Provided data:
────────────────
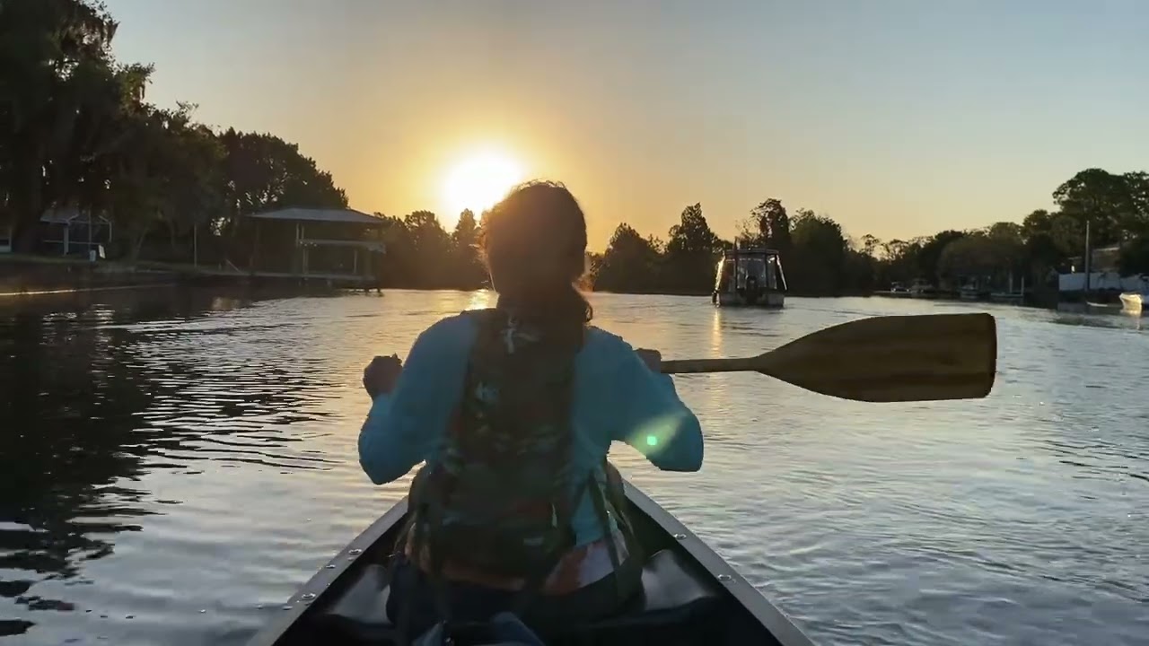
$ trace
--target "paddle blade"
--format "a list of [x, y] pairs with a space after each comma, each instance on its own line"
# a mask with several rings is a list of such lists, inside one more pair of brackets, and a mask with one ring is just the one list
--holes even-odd
[[979, 399], [997, 372], [997, 323], [988, 314], [878, 316], [750, 361], [763, 375], [856, 401]]

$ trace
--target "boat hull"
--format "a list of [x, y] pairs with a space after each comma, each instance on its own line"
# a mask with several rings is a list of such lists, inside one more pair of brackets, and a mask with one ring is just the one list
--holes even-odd
[[786, 294], [782, 292], [762, 292], [757, 298], [746, 298], [742, 294], [730, 292], [717, 292], [711, 295], [716, 307], [768, 307], [780, 308], [786, 306]]
[[[678, 520], [629, 483], [626, 498], [648, 556], [642, 592], [616, 616], [543, 633], [547, 644], [812, 646]], [[396, 644], [385, 612], [385, 562], [406, 517], [404, 499], [325, 564], [248, 646]]]
[[1120, 295], [1121, 309], [1126, 312], [1141, 312], [1144, 305], [1144, 294], [1139, 292], [1125, 292]]

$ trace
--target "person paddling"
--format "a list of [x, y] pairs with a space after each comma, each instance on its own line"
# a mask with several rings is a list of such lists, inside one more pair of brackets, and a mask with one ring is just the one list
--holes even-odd
[[586, 220], [570, 191], [514, 189], [480, 245], [498, 305], [431, 325], [406, 366], [377, 356], [363, 371], [363, 470], [385, 484], [426, 462], [387, 603], [412, 636], [506, 610], [532, 626], [617, 612], [642, 555], [611, 443], [663, 470], [702, 466], [697, 417], [661, 355], [589, 325]]

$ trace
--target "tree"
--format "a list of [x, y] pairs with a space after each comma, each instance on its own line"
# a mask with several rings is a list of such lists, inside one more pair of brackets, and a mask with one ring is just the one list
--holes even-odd
[[828, 216], [799, 209], [789, 234], [787, 263], [792, 271], [786, 277], [792, 286], [804, 293], [838, 293], [848, 252], [841, 225]]
[[686, 207], [683, 209], [681, 222], [670, 228], [666, 240], [662, 272], [665, 289], [685, 293], [709, 293], [714, 287], [714, 276], [710, 274], [720, 253], [722, 240], [710, 230], [702, 215], [702, 205]]
[[286, 207], [347, 208], [344, 190], [296, 144], [234, 129], [219, 140], [231, 223], [242, 215]]
[[1128, 179], [1100, 168], [1088, 168], [1054, 191], [1061, 212], [1084, 231], [1089, 222], [1094, 246], [1119, 243], [1138, 224], [1138, 209]]
[[941, 252], [947, 245], [965, 237], [964, 231], [955, 231], [953, 229], [935, 233], [933, 237], [926, 239], [917, 254], [918, 264], [918, 276], [930, 280], [931, 283], [940, 278], [938, 274], [938, 261], [941, 260]]
[[486, 283], [487, 272], [479, 261], [479, 226], [475, 213], [464, 209], [458, 214], [455, 231], [450, 234], [453, 285], [462, 290], [477, 290]]
[[146, 68], [114, 64], [115, 32], [88, 0], [0, 2], [0, 210], [17, 251], [34, 248], [46, 208], [80, 197], [103, 126], [142, 99]]
[[656, 290], [660, 247], [654, 238], [643, 238], [630, 224], [619, 224], [595, 268], [594, 287], [606, 292], [635, 293]]
[[791, 247], [791, 220], [782, 202], [769, 198], [750, 209], [750, 222], [757, 228], [756, 244], [786, 253]]

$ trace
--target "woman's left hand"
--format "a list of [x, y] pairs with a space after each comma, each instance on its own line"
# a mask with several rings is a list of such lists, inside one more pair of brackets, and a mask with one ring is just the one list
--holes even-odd
[[403, 371], [403, 362], [399, 355], [376, 356], [363, 369], [363, 389], [375, 399], [380, 394], [390, 394]]

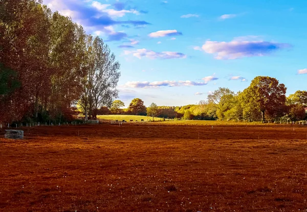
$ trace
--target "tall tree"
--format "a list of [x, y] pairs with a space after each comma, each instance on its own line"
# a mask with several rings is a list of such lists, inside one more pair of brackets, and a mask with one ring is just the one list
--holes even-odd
────────────────
Rewrite all the material with "trace" renamed to "segment" and everything else unchanged. Leave the pictures out of your answer.

Worked solution:
$ segment
--target "paddle blade"
--format "a list of [x, y] pairs with a space after each comma, each instance on its own line"
# a mask with several rings is a list of such lists, inside one more pair of brackets, and a mask with one ring is just the one list
--holes even-odd
[[979, 399], [997, 372], [997, 323], [988, 314], [878, 316], [750, 361], [763, 375], [856, 401]]

$ segment
--target "boat hull"
--format "a list of [x, y] pairs with a space after each comma, each instance on its own line"
# a mask with several rings is a list of such lists, inside one more pair of brackets, and a mask with one ring is just the one list
--holes even-odd
[[786, 294], [782, 292], [762, 292], [757, 298], [746, 298], [742, 294], [730, 292], [717, 292], [711, 295], [716, 307], [768, 307], [780, 308], [786, 306]]
[[[678, 520], [629, 483], [626, 498], [648, 556], [642, 592], [616, 616], [543, 633], [547, 644], [812, 646]], [[396, 644], [385, 612], [385, 562], [406, 517], [404, 499], [325, 564], [248, 646]]]
[[1120, 295], [1121, 309], [1126, 312], [1141, 312], [1144, 305], [1144, 294], [1139, 292], [1125, 292]]

$ segment
--target "person paddling"
--format "a list of [x, y] pairs with a space after each comma, each instance on its own line"
# a mask with several rings is a list of such lists, inside one more pair of brackets, and a mask with one ring is just the one list
--holes even-odd
[[586, 220], [570, 191], [514, 189], [480, 245], [498, 305], [431, 325], [406, 366], [377, 356], [363, 371], [363, 470], [385, 484], [426, 462], [387, 603], [412, 636], [506, 610], [532, 626], [617, 612], [642, 555], [611, 443], [663, 470], [702, 466], [697, 417], [661, 355], [589, 325]]

$ segment
--target "tree"
--format "a list of [x, y] pairs with a space after each comma, each instance on its own line"
# a mask with several rings is a list of such lists, inside one more pair of brackets, and a mask with one ring is just the one list
--holes even-odd
[[828, 216], [799, 209], [789, 234], [787, 263], [792, 271], [786, 277], [792, 286], [804, 293], [838, 293], [848, 252], [841, 225]]
[[686, 207], [683, 209], [681, 222], [670, 228], [666, 240], [662, 272], [665, 289], [685, 293], [709, 293], [714, 287], [714, 276], [710, 274], [720, 253], [722, 240], [710, 230], [702, 215], [702, 205]]
[[286, 207], [347, 208], [344, 190], [296, 144], [234, 129], [219, 140], [231, 223], [242, 215]]
[[1128, 179], [1100, 168], [1088, 168], [1054, 191], [1061, 212], [1084, 231], [1089, 222], [1094, 246], [1119, 243], [1138, 224], [1138, 209]]
[[941, 252], [947, 245], [965, 237], [964, 231], [955, 231], [953, 229], [935, 233], [933, 237], [926, 239], [917, 254], [918, 264], [918, 276], [930, 280], [931, 283], [940, 278], [938, 274], [938, 261], [941, 260]]
[[486, 283], [487, 272], [479, 261], [479, 226], [475, 213], [464, 209], [458, 214], [455, 231], [450, 234], [453, 285], [462, 290], [477, 290]]
[[146, 68], [114, 64], [115, 32], [88, 0], [0, 2], [0, 210], [17, 251], [34, 248], [46, 208], [80, 197], [103, 126], [142, 99]]
[[656, 290], [660, 247], [654, 238], [643, 238], [630, 224], [619, 224], [595, 268], [594, 287], [606, 292], [635, 293]]
[[791, 247], [791, 220], [782, 202], [769, 198], [750, 209], [750, 222], [757, 228], [756, 244], [786, 253]]

$ segment
--target "woman's left hand"
--format "a list of [x, y] pairs with a space after each comma, each instance on its own line"
# a mask with several rings is a list of such lists, inside one more pair of brackets, and a mask with one ring is just the one list
--holes even-odd
[[403, 371], [403, 362], [399, 355], [376, 356], [363, 369], [363, 389], [375, 399], [380, 394], [390, 394]]

$ segment
--target "tall tree"
--format "a list of [x, y] pairs with a space after each comma, each instance on its own line"
# a mask with several rings is a list of such lists, inside one more pair of brackets, and a mask with one ring is just the one list
--holes even-odd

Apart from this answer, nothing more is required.